DATA EXTRACT:
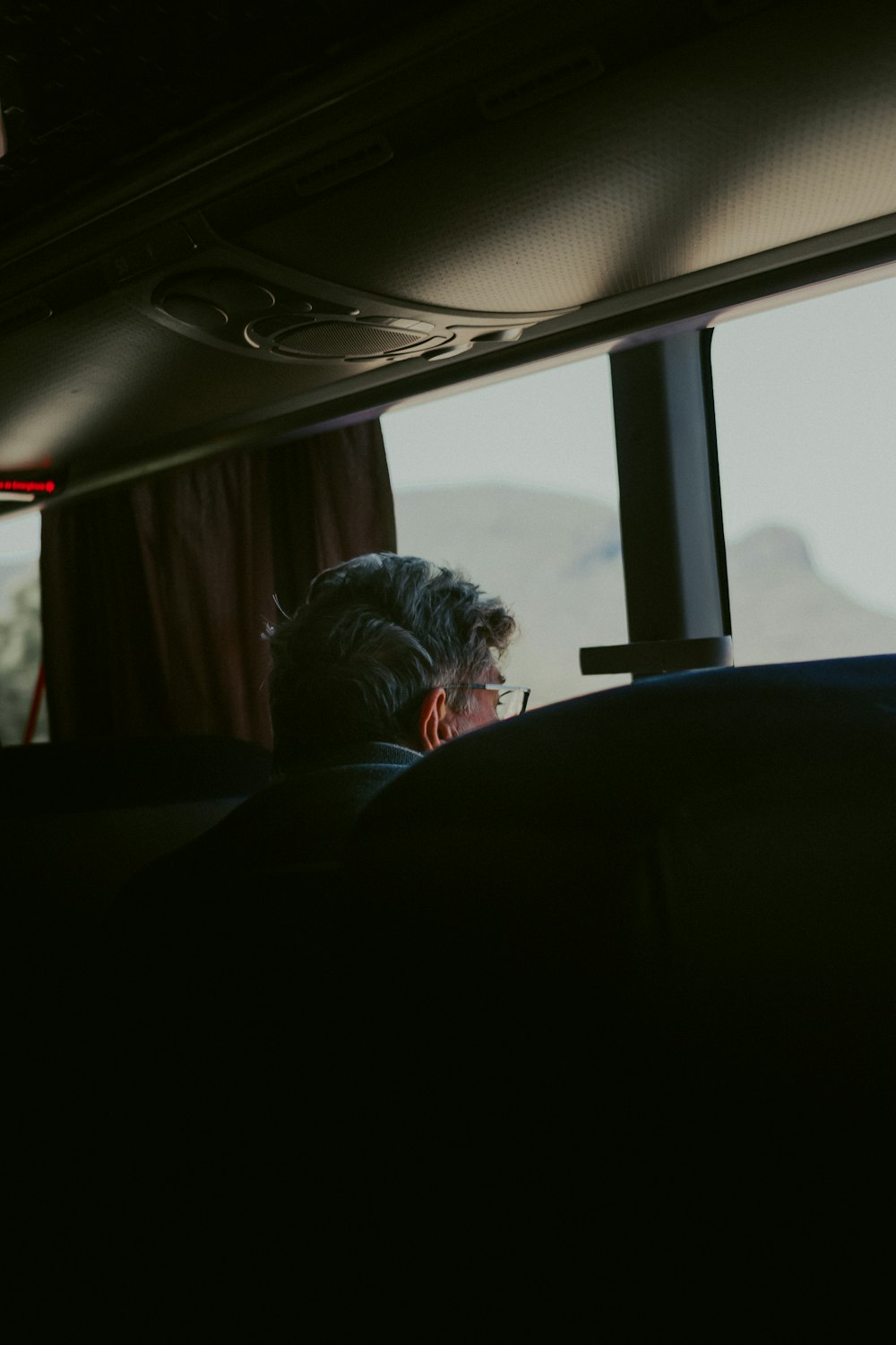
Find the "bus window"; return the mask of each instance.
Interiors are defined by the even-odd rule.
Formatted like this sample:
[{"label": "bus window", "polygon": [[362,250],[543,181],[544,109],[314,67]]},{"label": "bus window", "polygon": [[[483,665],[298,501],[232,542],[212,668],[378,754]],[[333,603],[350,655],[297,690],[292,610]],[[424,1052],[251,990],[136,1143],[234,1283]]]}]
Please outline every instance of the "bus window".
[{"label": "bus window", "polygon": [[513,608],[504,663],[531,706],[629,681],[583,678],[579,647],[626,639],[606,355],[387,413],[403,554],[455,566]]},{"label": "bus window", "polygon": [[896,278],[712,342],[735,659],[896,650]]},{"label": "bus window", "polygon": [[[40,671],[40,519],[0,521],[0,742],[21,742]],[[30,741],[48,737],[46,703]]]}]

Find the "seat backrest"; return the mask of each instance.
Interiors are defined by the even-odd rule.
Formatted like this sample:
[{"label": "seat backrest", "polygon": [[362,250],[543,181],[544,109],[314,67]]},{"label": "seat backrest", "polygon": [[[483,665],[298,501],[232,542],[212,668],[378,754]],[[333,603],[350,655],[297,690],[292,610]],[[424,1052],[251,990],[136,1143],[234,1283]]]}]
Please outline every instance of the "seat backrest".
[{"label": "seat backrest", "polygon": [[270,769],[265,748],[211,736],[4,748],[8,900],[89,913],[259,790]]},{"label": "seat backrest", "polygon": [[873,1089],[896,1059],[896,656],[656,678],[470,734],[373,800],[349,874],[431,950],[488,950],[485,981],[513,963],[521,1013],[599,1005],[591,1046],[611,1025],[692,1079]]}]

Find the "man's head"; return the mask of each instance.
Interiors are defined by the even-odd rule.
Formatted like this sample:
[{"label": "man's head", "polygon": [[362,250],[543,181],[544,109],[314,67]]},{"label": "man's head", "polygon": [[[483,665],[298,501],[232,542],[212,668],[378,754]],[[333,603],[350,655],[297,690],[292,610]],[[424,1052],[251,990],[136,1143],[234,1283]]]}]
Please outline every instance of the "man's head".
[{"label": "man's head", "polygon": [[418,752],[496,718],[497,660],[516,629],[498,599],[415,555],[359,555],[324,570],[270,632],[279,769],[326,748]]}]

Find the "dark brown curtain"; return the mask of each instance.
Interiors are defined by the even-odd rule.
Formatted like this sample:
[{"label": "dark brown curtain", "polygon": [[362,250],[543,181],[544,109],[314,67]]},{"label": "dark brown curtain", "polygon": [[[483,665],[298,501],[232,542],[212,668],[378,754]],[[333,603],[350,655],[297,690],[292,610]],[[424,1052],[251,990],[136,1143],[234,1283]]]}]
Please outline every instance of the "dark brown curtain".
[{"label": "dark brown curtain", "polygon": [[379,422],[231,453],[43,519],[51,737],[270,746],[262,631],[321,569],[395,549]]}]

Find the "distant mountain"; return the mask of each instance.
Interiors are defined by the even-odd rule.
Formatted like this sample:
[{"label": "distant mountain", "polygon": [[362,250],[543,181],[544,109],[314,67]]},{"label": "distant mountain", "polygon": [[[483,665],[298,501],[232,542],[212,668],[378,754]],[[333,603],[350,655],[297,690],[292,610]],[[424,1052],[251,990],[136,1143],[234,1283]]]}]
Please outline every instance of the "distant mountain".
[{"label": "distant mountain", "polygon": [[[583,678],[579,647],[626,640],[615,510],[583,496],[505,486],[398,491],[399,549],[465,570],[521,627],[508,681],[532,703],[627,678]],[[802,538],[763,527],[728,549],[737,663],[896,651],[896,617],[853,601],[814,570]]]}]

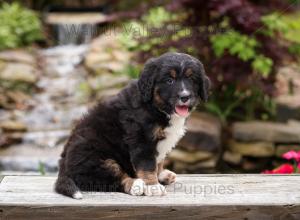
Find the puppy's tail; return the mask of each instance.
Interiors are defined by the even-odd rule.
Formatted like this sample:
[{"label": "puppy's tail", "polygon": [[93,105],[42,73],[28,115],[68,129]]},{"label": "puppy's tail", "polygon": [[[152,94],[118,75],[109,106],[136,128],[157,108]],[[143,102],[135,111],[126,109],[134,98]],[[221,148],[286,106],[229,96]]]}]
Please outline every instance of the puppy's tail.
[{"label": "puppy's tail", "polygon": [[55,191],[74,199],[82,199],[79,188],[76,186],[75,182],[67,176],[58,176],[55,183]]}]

--

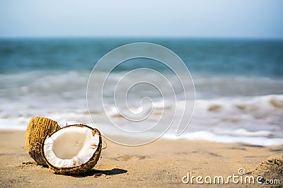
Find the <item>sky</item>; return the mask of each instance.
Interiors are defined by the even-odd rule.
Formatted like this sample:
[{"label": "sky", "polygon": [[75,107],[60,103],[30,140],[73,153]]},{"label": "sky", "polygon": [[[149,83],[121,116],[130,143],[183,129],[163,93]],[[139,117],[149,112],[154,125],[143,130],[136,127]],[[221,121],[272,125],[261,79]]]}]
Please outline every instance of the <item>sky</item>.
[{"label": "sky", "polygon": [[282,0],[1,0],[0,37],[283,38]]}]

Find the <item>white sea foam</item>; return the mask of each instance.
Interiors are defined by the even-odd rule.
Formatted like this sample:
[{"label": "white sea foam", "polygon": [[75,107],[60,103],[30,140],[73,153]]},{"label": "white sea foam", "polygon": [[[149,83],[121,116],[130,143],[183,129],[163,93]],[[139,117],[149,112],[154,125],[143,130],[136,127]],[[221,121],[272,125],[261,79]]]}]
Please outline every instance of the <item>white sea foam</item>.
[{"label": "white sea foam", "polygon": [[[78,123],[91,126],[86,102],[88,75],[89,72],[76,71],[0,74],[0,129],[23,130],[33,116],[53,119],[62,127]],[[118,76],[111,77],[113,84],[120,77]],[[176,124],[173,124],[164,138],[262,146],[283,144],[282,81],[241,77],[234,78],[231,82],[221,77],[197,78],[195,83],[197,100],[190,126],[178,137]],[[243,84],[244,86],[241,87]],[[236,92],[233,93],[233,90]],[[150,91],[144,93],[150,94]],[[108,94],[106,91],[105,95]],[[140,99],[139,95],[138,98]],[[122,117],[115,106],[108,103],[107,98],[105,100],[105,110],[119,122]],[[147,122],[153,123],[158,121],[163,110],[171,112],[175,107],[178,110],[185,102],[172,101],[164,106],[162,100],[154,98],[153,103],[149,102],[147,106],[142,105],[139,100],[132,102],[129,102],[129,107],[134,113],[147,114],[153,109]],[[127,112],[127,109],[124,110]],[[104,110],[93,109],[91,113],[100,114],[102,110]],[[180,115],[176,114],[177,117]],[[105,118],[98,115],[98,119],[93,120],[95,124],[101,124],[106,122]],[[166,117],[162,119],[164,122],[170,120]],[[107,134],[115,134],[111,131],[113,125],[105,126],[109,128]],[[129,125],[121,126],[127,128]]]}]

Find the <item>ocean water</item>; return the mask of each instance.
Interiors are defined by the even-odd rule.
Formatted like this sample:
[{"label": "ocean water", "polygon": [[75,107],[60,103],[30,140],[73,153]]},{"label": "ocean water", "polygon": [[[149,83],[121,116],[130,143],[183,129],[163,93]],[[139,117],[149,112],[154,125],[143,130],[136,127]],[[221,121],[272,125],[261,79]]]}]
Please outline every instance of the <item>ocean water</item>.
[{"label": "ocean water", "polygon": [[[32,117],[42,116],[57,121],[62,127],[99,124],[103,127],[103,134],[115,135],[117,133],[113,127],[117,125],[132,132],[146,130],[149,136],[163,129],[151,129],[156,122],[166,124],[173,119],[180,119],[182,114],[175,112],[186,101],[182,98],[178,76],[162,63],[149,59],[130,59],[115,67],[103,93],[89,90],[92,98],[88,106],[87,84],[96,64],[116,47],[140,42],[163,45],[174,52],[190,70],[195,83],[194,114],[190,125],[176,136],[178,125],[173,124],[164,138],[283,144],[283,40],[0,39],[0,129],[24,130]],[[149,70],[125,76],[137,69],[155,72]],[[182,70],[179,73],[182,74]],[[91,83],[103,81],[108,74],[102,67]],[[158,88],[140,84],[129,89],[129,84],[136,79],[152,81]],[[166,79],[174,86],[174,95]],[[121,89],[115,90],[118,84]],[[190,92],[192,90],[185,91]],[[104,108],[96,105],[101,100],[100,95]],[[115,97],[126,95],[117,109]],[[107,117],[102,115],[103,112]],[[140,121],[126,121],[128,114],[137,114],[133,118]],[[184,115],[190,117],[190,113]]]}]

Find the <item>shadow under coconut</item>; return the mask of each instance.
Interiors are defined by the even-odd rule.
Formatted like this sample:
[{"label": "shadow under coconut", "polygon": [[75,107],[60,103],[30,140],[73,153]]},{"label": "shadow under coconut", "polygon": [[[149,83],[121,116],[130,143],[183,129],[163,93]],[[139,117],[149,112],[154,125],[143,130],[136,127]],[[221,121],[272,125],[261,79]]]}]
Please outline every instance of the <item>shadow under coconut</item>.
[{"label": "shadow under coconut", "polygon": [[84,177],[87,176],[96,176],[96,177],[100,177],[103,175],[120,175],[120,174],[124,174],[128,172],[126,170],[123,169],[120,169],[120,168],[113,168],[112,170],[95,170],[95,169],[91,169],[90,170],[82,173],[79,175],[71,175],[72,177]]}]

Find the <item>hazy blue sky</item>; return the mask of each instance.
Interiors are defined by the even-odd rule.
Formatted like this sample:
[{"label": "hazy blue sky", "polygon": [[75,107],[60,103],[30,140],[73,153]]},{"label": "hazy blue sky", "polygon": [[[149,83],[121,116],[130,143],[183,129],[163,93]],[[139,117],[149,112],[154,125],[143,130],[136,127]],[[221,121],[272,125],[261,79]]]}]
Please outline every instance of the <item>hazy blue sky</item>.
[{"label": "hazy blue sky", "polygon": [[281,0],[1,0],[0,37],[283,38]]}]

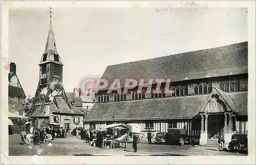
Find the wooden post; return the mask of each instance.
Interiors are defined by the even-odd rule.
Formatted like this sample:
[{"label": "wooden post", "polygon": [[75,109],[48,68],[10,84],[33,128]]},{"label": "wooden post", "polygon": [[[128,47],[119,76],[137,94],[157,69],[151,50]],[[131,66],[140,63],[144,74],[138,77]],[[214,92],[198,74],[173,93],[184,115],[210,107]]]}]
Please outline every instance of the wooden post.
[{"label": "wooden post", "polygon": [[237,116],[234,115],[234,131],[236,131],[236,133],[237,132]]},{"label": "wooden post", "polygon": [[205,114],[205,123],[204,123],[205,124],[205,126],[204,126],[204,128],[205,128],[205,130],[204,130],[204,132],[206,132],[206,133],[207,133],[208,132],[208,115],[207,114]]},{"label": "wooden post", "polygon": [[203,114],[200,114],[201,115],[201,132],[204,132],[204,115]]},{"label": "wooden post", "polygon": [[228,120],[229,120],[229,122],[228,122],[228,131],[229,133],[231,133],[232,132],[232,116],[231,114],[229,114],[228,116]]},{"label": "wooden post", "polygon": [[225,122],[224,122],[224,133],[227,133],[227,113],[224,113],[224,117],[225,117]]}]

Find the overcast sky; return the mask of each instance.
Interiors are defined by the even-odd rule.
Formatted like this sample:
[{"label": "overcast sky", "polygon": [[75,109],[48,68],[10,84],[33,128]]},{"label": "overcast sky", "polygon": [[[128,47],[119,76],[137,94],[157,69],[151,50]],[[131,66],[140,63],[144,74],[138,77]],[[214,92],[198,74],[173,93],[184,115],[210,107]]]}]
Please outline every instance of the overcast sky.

EXERCISE: Can you render the listing above as a numbered list, starting at the line containing "Find the overcast" and ending with the line containing "Please outline every instance of the overcast", with blank lines dropped?

OUTPUT FOR THIS TASK:
1. Find the overcast sky; return the mask of each instance.
2. Interiors are defined by the even-odd rule.
3. Formatted like this sample:
4. [{"label": "overcast sky", "polygon": [[75,109],[48,68],[10,84],[33,128]]},{"label": "overcast sky", "polygon": [[[128,47],[119,76],[137,94],[157,69],[151,50]],[[131,66],[140,63],[144,74],[138,77]],[[214,92],[198,74],[173,93],[184,115],[210,107]]]}]
5. Please outline every instance of the overcast sky.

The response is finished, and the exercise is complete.